• ÉNONCÉ 1: Dans l'extrait sur le droit applicable, de quelle double nationalité M. [Y] [U] indique-t-il bénéficier ?

Sur la demande de restitution de la Miniature

Sur le droit applicable

Exposant que les intimés invoquent pour la première fois en cause d’appel l’application du droit français au litige, M. [X] [L] et la Fondation [L] Family Trust indiquent que, s’agissant de droits disponibles, le juge n’est tenu de mettre en oeuvre le droit étranger que si une partie le demande et que les parties peuvent librement s’accorder sur l’application de la loi française, cette option liant les parties en appel.

Ils soutiennent que le principe de l’estoppel fait obstacle à ce que M. [S] et la société The [S] Collection sollicitent l’application du droit anglais, ce d’autant que M. [Y] [U] demande quant à lui l’application du droit français.

Ils affirment que cette solution est d’autant plus justifiée que la situation de fait aura les mêmes conséquences juridiques en vertu des droits anglais et français tant pour la prescription que sur le droit de la preuve, la théorie de l’équivalence permettant donc d’appliquer en l’espèce la loi du for.

M. [Y] [U] indique que, bénéficiant de la double nationalité française et iranienne, il sollicite l’application du droit français et réfute celle du droit anglais.

• DONNÉES D'ENTRÉE:

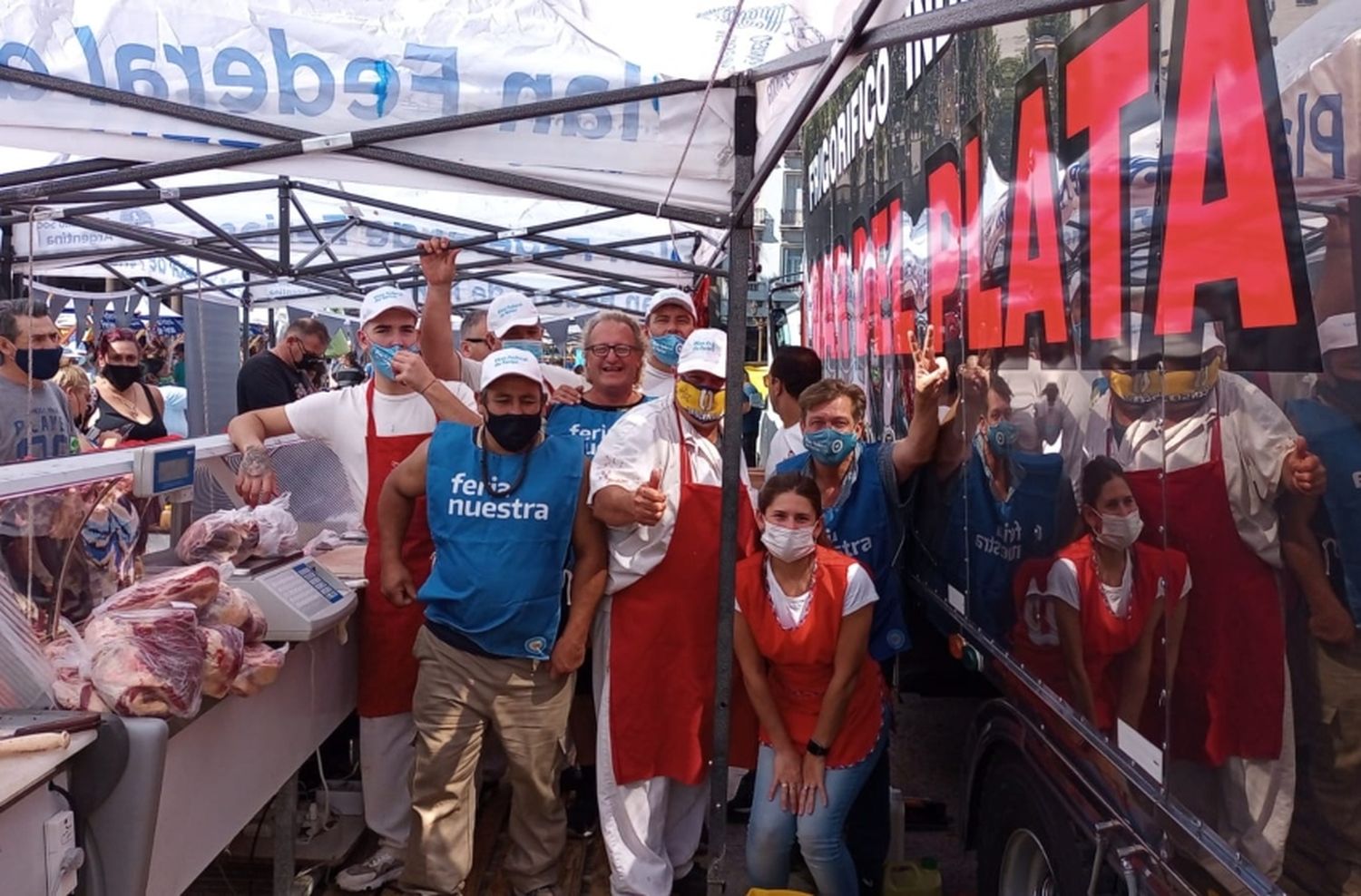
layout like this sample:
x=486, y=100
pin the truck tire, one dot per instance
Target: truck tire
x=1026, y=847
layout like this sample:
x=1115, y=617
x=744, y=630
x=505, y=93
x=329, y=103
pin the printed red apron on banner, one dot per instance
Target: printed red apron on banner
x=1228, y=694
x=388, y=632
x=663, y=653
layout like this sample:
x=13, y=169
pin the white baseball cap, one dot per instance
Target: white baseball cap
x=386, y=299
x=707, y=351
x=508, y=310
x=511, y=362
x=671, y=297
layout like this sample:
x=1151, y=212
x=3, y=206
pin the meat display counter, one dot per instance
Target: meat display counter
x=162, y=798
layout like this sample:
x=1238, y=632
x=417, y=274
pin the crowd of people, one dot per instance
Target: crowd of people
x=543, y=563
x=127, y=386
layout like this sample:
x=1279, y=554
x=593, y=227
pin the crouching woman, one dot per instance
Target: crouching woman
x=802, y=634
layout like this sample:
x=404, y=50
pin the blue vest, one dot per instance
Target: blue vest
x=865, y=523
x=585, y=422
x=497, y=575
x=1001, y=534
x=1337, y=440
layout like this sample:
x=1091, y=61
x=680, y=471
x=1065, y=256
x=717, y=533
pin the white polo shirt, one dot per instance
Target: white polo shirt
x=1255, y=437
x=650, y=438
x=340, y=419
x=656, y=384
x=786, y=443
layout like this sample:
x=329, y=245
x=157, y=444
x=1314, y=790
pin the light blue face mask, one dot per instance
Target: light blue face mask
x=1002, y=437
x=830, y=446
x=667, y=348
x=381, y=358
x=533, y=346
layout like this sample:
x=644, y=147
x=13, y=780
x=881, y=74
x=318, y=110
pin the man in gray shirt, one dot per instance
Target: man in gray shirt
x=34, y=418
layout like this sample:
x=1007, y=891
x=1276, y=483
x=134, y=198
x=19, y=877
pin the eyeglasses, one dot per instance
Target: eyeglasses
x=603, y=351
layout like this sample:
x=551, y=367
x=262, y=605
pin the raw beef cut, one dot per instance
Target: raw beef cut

• ÉNONCÉ 2: Renommez « Target » en « Label » dans les enregistrements, depuis leur début jusqu'à la ligne contenant « x=1337, y=440 » incluse, et redonnez ces lignes sans autre modification. Ne reproduisez pas les images.

• SOLUTION RÉDIGÉE 1: De la double nationalité française et iranienne.

• SOLUTION RÉDIGÉE 2:
layout like this sample:
x=486, y=100
pin the truck tire, one dot per instance
Label: truck tire
x=1026, y=847
layout like this sample:
x=1115, y=617
x=744, y=630
x=505, y=93
x=329, y=103
pin the printed red apron on banner, one dot per instance
Label: printed red apron on banner
x=1228, y=694
x=388, y=632
x=663, y=653
layout like this sample:
x=13, y=169
pin the white baseball cap, one dot per instance
Label: white baseball cap
x=386, y=299
x=707, y=351
x=508, y=310
x=511, y=362
x=671, y=297
layout like this sample:
x=1151, y=212
x=3, y=206
pin the meat display counter, one dot per instance
Label: meat display counter
x=162, y=798
layout like this sample:
x=1238, y=632
x=417, y=274
pin the crowd of people, one dot per instance
Label: crowd of people
x=543, y=563
x=127, y=386
layout like this sample:
x=1279, y=554
x=593, y=227
pin the crouching woman, one dot per instance
Label: crouching woman
x=802, y=634
layout like this sample:
x=404, y=50
pin the blue vest, one dot per instance
Label: blue vest
x=865, y=523
x=585, y=422
x=497, y=575
x=1001, y=534
x=1337, y=440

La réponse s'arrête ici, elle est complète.